Required action - Could you write out the line containing "Each instance of the sofa" and all the lines below it in the data, exactly, through the final one and nothing else?

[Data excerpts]
=====
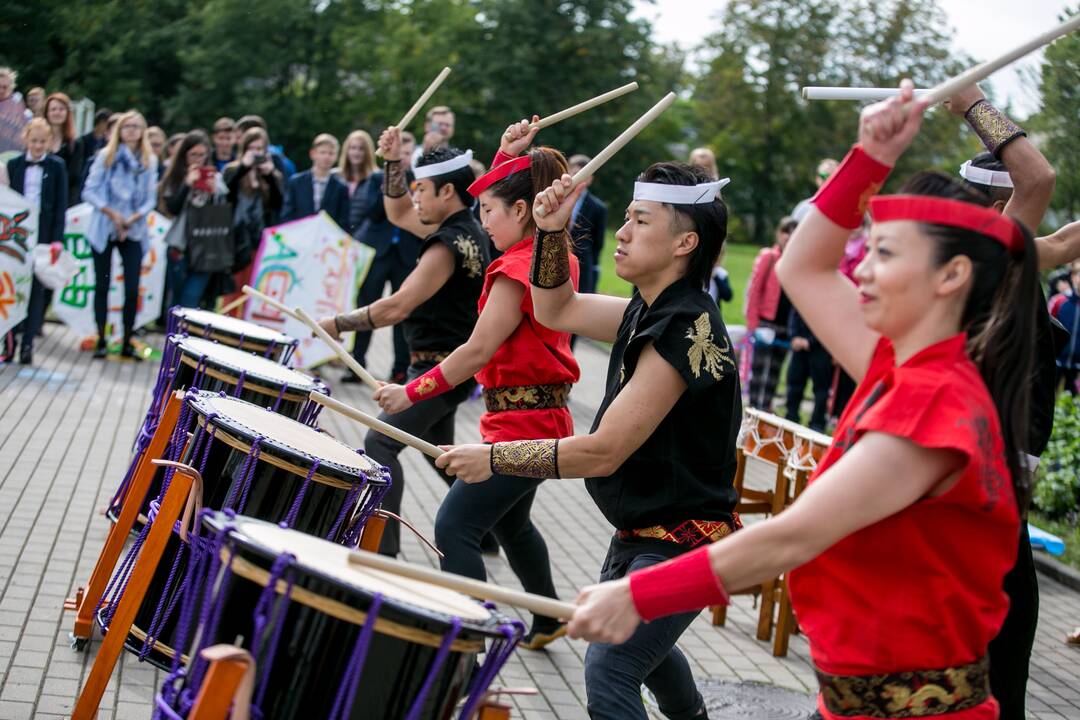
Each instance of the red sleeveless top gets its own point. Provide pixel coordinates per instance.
(920, 589)
(531, 355)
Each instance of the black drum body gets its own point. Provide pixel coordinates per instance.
(265, 465)
(305, 624)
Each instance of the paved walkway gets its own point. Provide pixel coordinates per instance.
(69, 425)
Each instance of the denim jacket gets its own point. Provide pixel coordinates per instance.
(126, 187)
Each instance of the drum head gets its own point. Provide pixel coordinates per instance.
(248, 421)
(253, 366)
(230, 325)
(332, 561)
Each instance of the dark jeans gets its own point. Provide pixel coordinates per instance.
(815, 365)
(615, 674)
(35, 313)
(1011, 650)
(388, 269)
(500, 505)
(433, 421)
(131, 257)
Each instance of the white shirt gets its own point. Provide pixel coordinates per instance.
(31, 181)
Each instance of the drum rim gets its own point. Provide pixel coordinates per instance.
(298, 391)
(183, 314)
(490, 627)
(199, 401)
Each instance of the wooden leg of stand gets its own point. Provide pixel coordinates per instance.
(373, 533)
(146, 564)
(768, 603)
(785, 622)
(86, 600)
(227, 688)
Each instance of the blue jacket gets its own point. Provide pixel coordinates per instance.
(54, 189)
(300, 199)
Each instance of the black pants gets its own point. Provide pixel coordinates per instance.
(433, 421)
(131, 257)
(615, 674)
(1011, 651)
(36, 312)
(500, 505)
(388, 269)
(814, 365)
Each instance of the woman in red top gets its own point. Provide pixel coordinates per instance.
(526, 370)
(901, 542)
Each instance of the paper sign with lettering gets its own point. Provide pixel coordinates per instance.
(18, 233)
(75, 303)
(310, 263)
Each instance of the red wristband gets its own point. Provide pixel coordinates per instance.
(846, 194)
(430, 384)
(683, 584)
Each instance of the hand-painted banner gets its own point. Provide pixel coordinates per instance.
(18, 233)
(75, 303)
(310, 263)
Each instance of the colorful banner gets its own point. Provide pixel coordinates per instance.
(75, 303)
(18, 233)
(310, 263)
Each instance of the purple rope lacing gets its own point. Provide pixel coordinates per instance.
(246, 473)
(268, 606)
(436, 665)
(295, 507)
(497, 656)
(350, 680)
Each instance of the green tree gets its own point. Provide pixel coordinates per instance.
(1061, 117)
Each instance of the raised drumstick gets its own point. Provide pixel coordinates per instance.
(537, 603)
(375, 423)
(949, 87)
(407, 118)
(349, 361)
(581, 107)
(874, 94)
(617, 144)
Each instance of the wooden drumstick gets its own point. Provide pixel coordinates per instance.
(247, 289)
(617, 145)
(581, 107)
(232, 306)
(949, 87)
(537, 603)
(407, 118)
(376, 424)
(813, 93)
(349, 361)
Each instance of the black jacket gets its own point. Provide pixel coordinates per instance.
(54, 189)
(300, 195)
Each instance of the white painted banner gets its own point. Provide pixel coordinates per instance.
(18, 234)
(75, 304)
(310, 263)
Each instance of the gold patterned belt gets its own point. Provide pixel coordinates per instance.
(690, 533)
(526, 397)
(914, 694)
(427, 356)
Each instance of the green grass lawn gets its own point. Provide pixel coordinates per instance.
(738, 259)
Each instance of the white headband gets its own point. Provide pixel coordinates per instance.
(443, 167)
(982, 176)
(679, 194)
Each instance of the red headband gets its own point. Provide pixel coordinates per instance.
(498, 173)
(952, 213)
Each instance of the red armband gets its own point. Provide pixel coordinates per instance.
(848, 191)
(430, 384)
(682, 584)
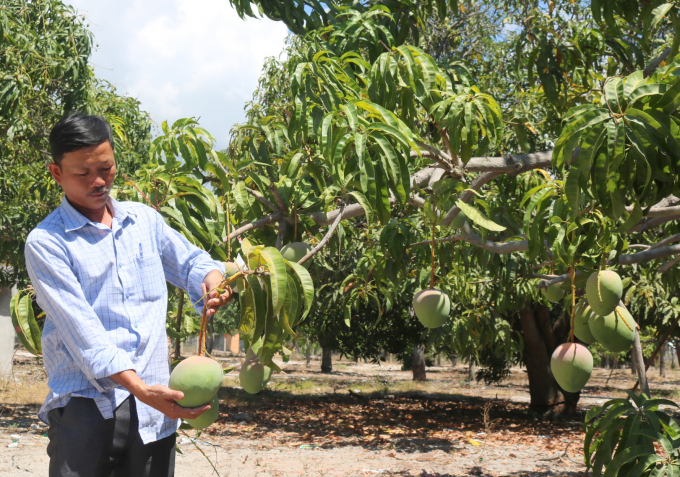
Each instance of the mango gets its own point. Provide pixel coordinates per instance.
(293, 252)
(611, 288)
(209, 416)
(582, 316)
(432, 307)
(230, 268)
(612, 331)
(198, 378)
(571, 365)
(553, 293)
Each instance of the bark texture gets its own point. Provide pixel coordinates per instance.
(472, 368)
(540, 340)
(419, 363)
(326, 361)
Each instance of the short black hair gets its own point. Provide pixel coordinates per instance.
(77, 131)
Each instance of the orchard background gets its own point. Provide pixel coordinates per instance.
(486, 149)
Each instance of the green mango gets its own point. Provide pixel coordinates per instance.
(432, 307)
(198, 378)
(571, 365)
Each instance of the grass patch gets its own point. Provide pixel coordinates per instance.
(22, 391)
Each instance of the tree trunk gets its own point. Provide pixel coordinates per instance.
(640, 363)
(418, 363)
(662, 361)
(472, 364)
(546, 395)
(178, 325)
(326, 360)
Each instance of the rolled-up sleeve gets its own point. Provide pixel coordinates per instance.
(61, 296)
(184, 264)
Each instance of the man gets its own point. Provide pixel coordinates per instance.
(99, 268)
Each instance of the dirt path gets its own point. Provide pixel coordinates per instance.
(308, 424)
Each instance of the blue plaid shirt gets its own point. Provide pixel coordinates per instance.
(104, 294)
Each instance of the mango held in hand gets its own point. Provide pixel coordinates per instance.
(553, 293)
(582, 317)
(231, 268)
(293, 252)
(615, 331)
(432, 307)
(198, 378)
(208, 417)
(572, 365)
(606, 299)
(254, 375)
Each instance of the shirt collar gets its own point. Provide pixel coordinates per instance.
(74, 220)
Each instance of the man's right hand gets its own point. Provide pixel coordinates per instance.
(163, 398)
(157, 396)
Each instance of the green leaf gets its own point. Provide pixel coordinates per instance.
(276, 266)
(23, 320)
(624, 457)
(478, 217)
(306, 283)
(365, 204)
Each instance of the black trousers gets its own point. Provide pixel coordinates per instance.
(84, 444)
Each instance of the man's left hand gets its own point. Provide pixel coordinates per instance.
(214, 299)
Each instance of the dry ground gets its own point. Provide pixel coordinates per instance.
(363, 419)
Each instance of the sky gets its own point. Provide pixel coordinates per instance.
(182, 58)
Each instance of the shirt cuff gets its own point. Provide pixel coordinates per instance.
(104, 362)
(196, 276)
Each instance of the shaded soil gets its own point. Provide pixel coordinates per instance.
(363, 419)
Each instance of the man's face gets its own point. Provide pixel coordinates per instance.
(86, 175)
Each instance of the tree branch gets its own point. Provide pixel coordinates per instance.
(649, 223)
(510, 164)
(668, 265)
(495, 247)
(666, 241)
(654, 64)
(649, 255)
(326, 238)
(258, 224)
(261, 198)
(477, 184)
(453, 238)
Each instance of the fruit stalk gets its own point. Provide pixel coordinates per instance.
(433, 246)
(178, 323)
(228, 232)
(623, 319)
(201, 333)
(572, 274)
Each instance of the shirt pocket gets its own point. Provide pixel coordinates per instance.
(151, 276)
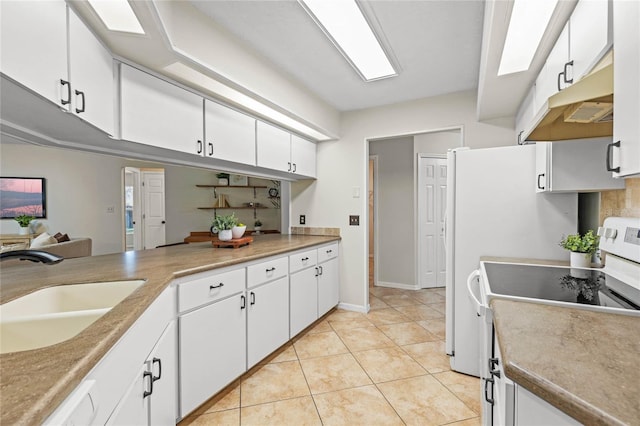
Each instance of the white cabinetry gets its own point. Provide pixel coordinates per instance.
(574, 166)
(91, 74)
(625, 154)
(268, 308)
(212, 336)
(279, 150)
(155, 112)
(34, 46)
(328, 278)
(48, 49)
(303, 290)
(229, 135)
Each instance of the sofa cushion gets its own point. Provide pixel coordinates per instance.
(42, 240)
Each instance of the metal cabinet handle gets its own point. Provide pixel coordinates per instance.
(565, 72)
(159, 376)
(66, 83)
(610, 147)
(150, 391)
(486, 396)
(81, 94)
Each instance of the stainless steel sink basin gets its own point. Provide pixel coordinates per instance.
(55, 314)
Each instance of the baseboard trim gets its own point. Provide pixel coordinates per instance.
(397, 285)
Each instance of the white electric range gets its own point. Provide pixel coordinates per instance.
(615, 288)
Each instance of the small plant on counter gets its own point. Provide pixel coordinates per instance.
(24, 220)
(588, 243)
(224, 222)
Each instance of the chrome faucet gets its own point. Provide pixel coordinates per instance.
(33, 256)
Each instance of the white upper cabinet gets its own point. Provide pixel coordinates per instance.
(91, 75)
(303, 156)
(155, 112)
(273, 147)
(229, 135)
(282, 151)
(34, 46)
(626, 90)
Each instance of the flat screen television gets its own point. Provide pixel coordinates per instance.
(22, 196)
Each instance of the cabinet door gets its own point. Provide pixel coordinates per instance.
=====
Expected answer -
Each instance of the sofa cushion gets its own point. Provide pixel coordinates per instance.
(42, 240)
Each instance of the metal cabinet handle gets its own point. Provide pixel coordinates per instance.
(565, 72)
(159, 376)
(66, 83)
(610, 147)
(150, 391)
(486, 396)
(81, 94)
Each instance of the stainless steel sink basin gets its own point. Provide pixel coordinates per instance.
(55, 314)
Each instance of the baseboard trim gets its own point. Provide pixel coordinates per instance.
(397, 285)
Each instance of the white electric range gets its own point. Provide pixel coordinates per instance.
(615, 288)
Each instance of the small plant on counter gets its own point. Provide pixel coordinates per instance.
(24, 220)
(588, 243)
(224, 222)
Each instance of the chrome faucet gets its own point. Provide pixel coordinates per instance.
(33, 256)
Each instance of the white upper cabinet gets its own point. Provide pixel coordinates per instance.
(91, 75)
(303, 156)
(155, 112)
(273, 147)
(229, 135)
(282, 151)
(34, 46)
(626, 90)
Each instance of the flat screen television gets its own point. Provide pixel coordinates per instance.
(22, 196)
Each instance of the cabinet door gets its own point. Provide pixel coordinates per instance.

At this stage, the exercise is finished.